[DIRECTIONS]:
Your answer is the lines below, exactly, from the one that contains "One marker per instance, written like [(241, 14)]." through the one that contains "Target: white wispy cloud", both included.

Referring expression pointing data
********************

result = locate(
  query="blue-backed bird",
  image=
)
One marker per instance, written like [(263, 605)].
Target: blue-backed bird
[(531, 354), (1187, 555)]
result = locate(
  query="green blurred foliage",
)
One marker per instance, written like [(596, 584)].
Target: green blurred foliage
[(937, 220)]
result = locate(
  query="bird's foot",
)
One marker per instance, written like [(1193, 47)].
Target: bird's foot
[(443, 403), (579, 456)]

********************

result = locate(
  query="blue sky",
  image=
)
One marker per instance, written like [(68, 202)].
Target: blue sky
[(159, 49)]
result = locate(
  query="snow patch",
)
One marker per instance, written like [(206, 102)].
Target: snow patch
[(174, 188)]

********************

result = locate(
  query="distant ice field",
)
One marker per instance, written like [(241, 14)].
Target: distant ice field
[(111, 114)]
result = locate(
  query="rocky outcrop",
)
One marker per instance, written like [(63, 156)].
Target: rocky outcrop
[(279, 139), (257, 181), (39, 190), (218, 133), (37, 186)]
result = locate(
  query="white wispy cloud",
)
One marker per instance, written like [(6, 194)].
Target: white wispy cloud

********************

[WRITTEN ANSWER]:
One marker per instance, written like [(241, 14)].
Target: distant ice field
[(111, 114)]
result = locate(
  query="rocky outcrop",
)
One marker per instance, written like [(63, 156)].
Target: rocky outcrop
[(279, 139), (257, 181), (39, 190), (218, 133), (37, 186)]
result = locate(
  query="white wispy cloud",
)
One marker per instance, written like [(6, 194)].
Target: white wispy cloud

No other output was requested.